Omit any picture, and return the remaining data exactly as written.

Image location labeling entries
====================
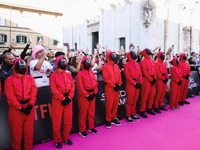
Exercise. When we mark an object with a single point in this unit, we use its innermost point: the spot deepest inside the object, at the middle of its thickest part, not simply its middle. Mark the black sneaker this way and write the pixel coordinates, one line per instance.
(163, 108)
(83, 134)
(108, 124)
(59, 145)
(68, 142)
(142, 114)
(157, 110)
(129, 120)
(180, 103)
(116, 122)
(134, 117)
(94, 131)
(186, 102)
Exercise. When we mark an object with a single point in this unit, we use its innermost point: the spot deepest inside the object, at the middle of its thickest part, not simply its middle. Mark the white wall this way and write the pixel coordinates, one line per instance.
(125, 21)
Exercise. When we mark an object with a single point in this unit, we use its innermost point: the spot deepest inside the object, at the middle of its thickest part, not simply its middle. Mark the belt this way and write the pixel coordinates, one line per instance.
(40, 77)
(24, 101)
(90, 90)
(136, 79)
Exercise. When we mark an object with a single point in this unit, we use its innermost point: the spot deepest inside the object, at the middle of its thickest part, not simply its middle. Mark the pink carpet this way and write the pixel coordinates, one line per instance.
(170, 130)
====================
- _Finished task_:
Exercise. When we mark an object with a single point in this unit, we use its innermost point: the spot deepest inside the object, at the middle of its thickest part, not simply its middle. Mark the black sneaker this way and write the pixel coordinates, one line per instance.
(163, 108)
(83, 134)
(108, 124)
(59, 145)
(68, 142)
(142, 114)
(157, 110)
(129, 120)
(180, 103)
(116, 122)
(134, 117)
(94, 131)
(186, 102)
Exercise. When we mark an object with a single point in this unit, we use its innermost point: the spot deepest inside the object, at the middle of its thickest part, not simply its middle. Mark the white wall this way and write the pixel coordinates, one line per instance.
(125, 21)
Exercise. When we mark an object with a single point in this unit, we use its innermost point: the spot deepest inside the object, at the middle of its thickest part, not simply its middle. Mark the belt this way and write the pixel coordinates, one line per instance.
(40, 77)
(24, 101)
(90, 90)
(136, 79)
Exercise. When we mark an object with a single point in this unit, we use its innermost point: the spot deepest inside the object, at the middle of its thickest part, not simply its middle. Mark the pink carpet this way and write the pixel coordinates, one line per instance.
(170, 130)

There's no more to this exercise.